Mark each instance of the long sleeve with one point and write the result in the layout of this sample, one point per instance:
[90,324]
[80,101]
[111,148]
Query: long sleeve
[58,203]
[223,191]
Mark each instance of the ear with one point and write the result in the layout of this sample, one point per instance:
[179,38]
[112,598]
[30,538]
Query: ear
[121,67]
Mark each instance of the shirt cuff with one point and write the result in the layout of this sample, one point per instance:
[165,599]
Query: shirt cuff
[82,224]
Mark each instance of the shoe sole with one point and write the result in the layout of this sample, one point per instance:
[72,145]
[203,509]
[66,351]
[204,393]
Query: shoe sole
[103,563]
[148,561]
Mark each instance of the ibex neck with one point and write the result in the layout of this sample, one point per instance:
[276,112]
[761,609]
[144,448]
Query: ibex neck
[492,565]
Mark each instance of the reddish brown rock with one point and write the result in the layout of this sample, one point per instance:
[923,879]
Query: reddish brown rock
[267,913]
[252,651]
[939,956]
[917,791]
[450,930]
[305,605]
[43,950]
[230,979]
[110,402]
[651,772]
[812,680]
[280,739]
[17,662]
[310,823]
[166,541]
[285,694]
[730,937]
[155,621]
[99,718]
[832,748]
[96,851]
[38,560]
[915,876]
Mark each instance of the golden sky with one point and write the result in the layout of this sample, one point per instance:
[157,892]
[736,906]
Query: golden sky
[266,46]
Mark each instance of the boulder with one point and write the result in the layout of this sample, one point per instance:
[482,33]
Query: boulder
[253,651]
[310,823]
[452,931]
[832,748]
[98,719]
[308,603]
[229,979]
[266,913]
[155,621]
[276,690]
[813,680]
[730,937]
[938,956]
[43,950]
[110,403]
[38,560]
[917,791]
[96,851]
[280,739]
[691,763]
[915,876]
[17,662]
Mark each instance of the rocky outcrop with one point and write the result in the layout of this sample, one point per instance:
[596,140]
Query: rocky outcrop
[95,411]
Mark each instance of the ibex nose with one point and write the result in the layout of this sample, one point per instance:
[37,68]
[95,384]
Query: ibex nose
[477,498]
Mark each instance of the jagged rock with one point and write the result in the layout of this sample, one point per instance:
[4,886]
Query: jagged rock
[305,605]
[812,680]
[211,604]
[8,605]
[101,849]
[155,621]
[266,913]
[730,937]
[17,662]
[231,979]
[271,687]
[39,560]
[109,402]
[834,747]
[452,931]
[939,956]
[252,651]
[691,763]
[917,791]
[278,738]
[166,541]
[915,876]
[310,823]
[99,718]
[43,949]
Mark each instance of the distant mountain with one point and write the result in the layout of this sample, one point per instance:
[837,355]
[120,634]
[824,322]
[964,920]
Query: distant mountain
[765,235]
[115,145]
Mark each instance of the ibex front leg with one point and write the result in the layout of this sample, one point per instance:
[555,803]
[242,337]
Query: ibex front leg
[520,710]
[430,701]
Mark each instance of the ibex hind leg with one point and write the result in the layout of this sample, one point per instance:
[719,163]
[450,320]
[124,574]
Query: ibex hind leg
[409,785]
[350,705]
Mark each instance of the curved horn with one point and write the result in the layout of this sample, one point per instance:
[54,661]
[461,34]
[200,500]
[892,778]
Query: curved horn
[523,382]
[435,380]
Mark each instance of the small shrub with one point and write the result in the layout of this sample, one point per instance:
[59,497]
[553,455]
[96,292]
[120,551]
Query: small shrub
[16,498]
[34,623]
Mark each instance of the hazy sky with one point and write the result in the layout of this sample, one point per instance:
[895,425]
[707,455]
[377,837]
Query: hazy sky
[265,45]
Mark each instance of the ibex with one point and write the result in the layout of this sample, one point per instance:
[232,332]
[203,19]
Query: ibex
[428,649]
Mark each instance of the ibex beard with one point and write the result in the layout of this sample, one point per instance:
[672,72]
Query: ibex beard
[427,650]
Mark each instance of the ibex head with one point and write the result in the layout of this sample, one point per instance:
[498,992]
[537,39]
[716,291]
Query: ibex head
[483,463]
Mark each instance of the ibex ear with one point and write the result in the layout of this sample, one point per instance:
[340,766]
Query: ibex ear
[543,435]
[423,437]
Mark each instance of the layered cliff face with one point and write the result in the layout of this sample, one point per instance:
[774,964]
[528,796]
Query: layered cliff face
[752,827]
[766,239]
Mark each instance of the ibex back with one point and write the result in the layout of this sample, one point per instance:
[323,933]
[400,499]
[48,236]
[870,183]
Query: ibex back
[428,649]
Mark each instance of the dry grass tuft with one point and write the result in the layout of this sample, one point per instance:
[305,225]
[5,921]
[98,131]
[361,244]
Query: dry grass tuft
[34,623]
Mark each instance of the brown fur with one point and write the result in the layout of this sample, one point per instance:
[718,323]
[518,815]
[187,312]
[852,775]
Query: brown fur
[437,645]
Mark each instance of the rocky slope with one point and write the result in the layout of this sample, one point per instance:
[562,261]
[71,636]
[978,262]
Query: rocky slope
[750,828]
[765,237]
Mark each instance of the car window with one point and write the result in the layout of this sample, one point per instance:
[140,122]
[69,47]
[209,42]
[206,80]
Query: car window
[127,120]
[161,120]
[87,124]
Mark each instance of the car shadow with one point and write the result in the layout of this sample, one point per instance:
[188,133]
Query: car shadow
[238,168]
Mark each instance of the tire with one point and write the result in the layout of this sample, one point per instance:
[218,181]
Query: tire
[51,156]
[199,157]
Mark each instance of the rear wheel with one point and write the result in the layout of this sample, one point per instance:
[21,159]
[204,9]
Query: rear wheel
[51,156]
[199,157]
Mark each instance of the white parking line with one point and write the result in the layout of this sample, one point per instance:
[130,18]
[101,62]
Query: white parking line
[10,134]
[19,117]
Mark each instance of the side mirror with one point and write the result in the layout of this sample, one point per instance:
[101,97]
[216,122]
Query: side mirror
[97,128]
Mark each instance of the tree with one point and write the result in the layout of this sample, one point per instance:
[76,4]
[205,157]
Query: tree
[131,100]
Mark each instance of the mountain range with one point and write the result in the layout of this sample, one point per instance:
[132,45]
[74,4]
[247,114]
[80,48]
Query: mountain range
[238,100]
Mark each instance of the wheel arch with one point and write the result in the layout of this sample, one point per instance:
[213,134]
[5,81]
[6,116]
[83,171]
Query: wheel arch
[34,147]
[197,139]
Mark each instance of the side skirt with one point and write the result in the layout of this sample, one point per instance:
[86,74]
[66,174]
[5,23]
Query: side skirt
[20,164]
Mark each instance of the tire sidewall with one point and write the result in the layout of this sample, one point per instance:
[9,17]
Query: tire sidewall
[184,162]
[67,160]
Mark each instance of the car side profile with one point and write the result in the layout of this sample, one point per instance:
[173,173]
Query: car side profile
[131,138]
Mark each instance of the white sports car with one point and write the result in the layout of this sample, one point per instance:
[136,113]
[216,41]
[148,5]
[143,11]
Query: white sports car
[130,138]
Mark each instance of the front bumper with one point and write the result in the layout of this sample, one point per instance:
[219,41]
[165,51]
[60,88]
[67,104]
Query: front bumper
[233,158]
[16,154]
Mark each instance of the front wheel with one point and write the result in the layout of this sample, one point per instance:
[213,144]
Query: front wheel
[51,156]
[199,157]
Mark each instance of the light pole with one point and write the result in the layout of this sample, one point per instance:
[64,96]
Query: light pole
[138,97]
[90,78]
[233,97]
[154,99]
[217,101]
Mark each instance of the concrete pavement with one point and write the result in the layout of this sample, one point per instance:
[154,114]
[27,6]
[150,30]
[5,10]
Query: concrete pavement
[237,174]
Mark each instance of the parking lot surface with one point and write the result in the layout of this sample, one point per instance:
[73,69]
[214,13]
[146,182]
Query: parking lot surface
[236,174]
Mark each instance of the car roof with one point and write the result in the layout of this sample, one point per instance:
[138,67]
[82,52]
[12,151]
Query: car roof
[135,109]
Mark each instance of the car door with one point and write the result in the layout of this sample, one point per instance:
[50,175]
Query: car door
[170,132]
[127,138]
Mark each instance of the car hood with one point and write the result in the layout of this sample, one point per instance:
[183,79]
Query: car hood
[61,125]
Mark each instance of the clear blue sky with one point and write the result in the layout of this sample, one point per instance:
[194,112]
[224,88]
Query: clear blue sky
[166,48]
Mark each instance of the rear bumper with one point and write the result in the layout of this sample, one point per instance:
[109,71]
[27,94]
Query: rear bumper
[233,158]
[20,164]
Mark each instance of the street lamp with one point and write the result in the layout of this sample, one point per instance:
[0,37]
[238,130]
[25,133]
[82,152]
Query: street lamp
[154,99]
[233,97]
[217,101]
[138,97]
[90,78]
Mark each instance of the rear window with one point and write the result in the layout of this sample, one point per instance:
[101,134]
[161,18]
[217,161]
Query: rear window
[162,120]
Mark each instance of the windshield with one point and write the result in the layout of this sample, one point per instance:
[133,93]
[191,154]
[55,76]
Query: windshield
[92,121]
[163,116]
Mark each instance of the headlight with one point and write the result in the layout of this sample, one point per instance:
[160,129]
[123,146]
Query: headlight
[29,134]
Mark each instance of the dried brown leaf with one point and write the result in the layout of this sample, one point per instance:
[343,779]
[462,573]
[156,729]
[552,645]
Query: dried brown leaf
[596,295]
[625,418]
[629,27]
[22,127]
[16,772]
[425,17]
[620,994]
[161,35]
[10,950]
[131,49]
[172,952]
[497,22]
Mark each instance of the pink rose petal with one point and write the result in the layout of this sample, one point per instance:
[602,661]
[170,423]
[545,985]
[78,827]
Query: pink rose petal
◇ ◇ ◇ ◇ ◇ ◇ ◇
**TASK ITEM:**
How many of the lines above include the string "rose"? Give only the number.

**EXERCISE OUTPUT:**
2